## MATERIAL PROVIDED:
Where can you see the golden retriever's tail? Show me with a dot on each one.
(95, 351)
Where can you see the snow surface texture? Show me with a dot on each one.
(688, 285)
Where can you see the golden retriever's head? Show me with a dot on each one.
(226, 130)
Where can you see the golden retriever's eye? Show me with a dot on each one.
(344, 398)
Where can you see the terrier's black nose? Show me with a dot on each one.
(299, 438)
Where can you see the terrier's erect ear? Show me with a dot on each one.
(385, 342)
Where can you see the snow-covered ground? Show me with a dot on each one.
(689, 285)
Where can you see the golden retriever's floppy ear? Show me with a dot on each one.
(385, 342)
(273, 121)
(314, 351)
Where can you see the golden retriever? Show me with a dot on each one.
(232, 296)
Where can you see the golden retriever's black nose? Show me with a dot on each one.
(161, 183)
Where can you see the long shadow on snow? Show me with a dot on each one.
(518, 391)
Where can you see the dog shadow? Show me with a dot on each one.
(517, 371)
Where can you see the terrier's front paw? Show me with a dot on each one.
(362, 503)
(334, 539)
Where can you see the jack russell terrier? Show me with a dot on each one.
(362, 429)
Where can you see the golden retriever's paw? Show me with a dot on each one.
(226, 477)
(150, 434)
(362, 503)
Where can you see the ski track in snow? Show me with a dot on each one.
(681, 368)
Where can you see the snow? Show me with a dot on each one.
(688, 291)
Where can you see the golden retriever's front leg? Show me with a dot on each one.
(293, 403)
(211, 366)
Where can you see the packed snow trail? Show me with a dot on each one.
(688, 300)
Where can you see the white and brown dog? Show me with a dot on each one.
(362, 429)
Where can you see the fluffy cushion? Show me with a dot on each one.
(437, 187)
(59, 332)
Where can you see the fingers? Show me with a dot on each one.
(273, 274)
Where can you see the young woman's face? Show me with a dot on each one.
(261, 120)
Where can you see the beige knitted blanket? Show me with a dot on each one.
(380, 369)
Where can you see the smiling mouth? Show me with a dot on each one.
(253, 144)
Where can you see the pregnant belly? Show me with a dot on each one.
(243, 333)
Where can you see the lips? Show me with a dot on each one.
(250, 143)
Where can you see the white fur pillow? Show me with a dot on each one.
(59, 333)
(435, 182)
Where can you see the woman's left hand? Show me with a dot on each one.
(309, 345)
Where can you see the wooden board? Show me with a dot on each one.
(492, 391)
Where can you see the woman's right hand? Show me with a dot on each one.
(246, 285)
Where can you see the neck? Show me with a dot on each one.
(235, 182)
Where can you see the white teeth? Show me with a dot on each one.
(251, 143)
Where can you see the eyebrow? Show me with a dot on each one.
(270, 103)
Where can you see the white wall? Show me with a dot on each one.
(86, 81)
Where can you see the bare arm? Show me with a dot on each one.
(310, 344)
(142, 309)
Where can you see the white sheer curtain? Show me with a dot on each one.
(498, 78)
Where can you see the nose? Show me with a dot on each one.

---

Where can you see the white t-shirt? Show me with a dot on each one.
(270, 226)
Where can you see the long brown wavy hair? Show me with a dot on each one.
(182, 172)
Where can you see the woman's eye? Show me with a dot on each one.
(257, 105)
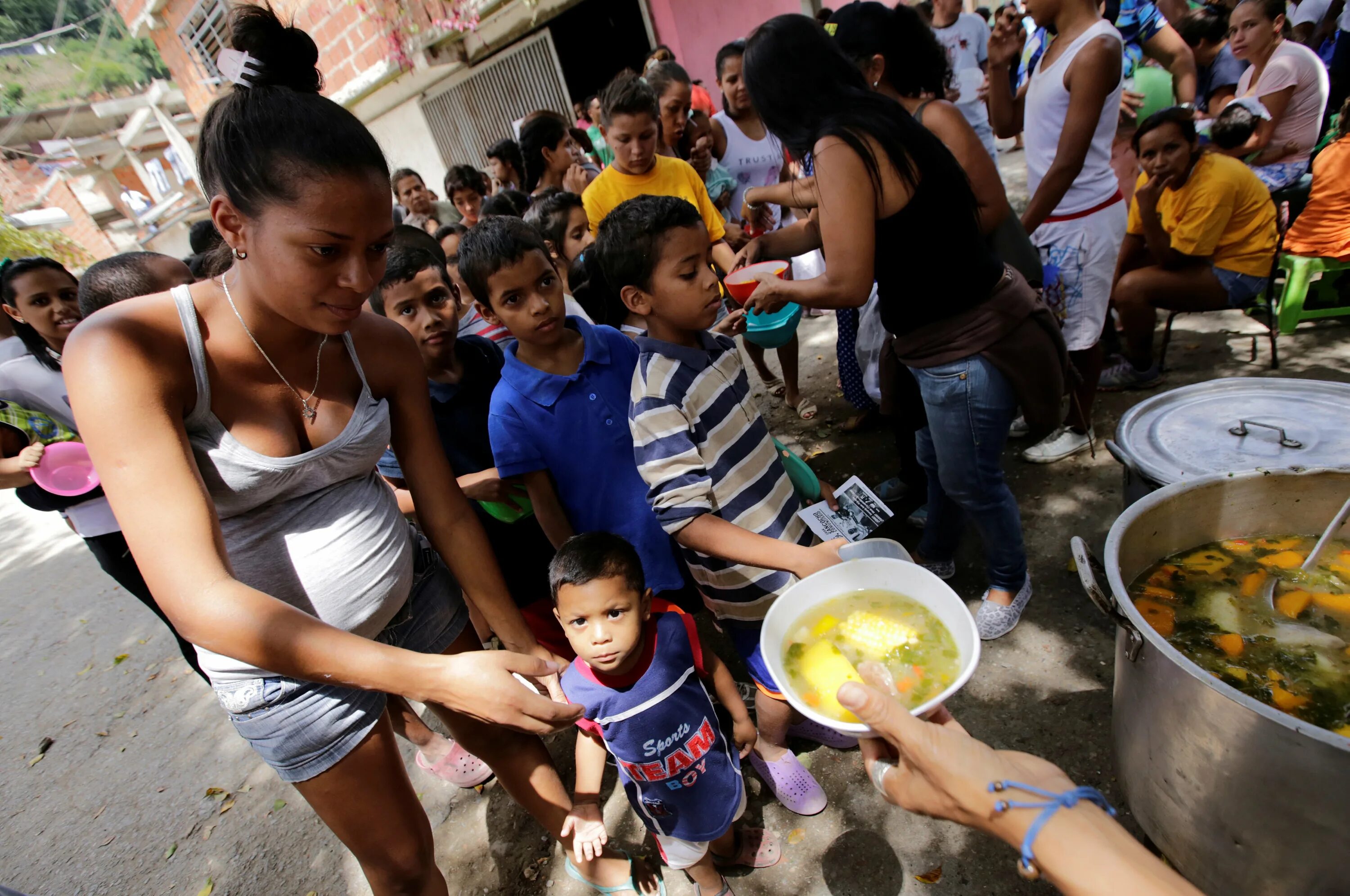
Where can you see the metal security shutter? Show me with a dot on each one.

## GIVEN INSTRUCTION:
In the rows from the line with "Where can you see the bare" up to and including the line with "Where can you see the nose?", change "white sheer curtain" to "thin white curtain" and write those lines out again with nothing else altered.

## EXERCISE OUTPUT:
Where can you see the bare arm? Show me with a dot on each one.
(310, 344)
(142, 309)
Where can you see the thin white curtain? Show me with a dot on each one.
(498, 78)
Where can you see the nose? Show me with a dot on each one.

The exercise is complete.